-- Article --
Macau’s gaming industry maintained “healthy” development in the period 2016 to 2018, according to the local government’s so-called “mid-term review” – published on Wednesday – on the progress of the city’s first Five-Year Development Plan.
China’s central government has had a succession of five-year plans for the mainland economy since the Communist Party of China came to power in 1949, but the phenomenon is a new one for Macau’s governmental system.
The phrase “healthy development” is commonly used by Macau government officials when talking about the city’s casino sector, sometimes in relation to the pace of expansion of the city’s casino gross gaming revenue (GGR).
Macau’s Five-Year Development Plan – announced in September 2016 – spelled out several social and economic aspirations for the city. Some of the targets had nearly been reached by the end of the first year of the plan.
The plan as a whole covers the period 2016 to 2020. It did not set either targets or limits for casino GGR performance, but it mentioned several “aspirations” for the local gaming sector.
These included that the gaming sector should: expand the proportion of non-gaming revenue at Macau casino resorts in relation to the total revenue they generate; strengthen gaming regulations; and focus on the quality of jobs and employment opportunities available to Macau ID holders at local casino resorts.
According to the mid-term review of Macau’s five-year plan, non-gaming revenue accounted for in 2018 – on average market-wide – a total of 9.97 percent of all revenue generated by Macau casino operators. In 2017 it was 10.36 percent of all revenue, and in 2016 10.70 percent.

-- Information supplied --
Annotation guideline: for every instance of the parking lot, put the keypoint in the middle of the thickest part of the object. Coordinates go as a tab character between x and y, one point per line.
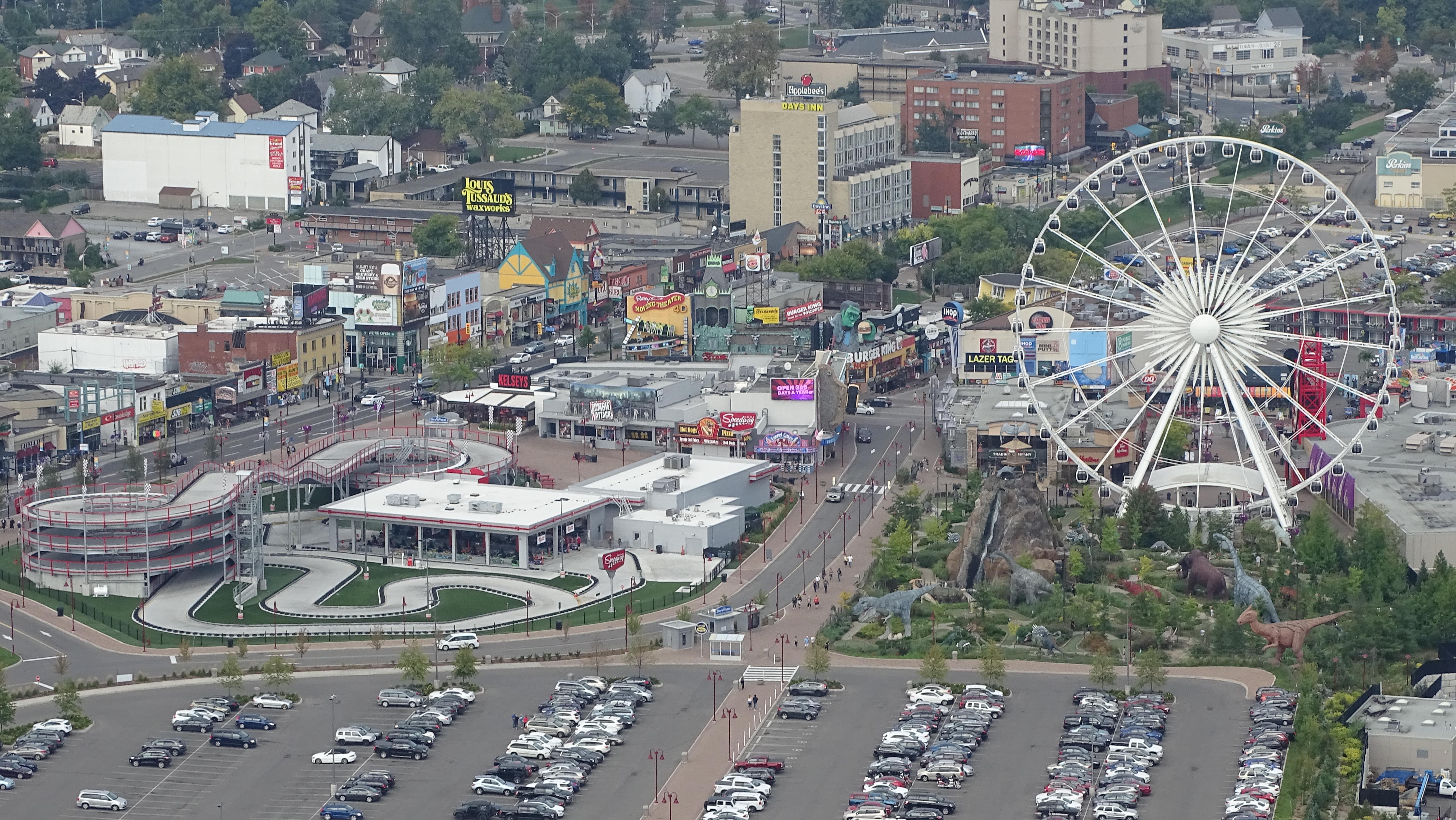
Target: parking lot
277	783
826	759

-- Exercise requirements --
1/ According to the article on Macau's five-year plan, what share of all revenue earned by Macau casino operators in 2018 came from non-gaming revenue?
2/ Reproduce the passage of the Macau article starting with "The plan as" and going on through "local gaming sector.".

-- Correct answers --
1/ Non-gaming revenue accounted for 9.97 percent of all revenue, on average market-wide.

2/
The plan as a whole covers the period 2016 to 2020. It did not set either targets or limits for casino GGR performance, but it mentioned several “aspirations” for the local gaming sector.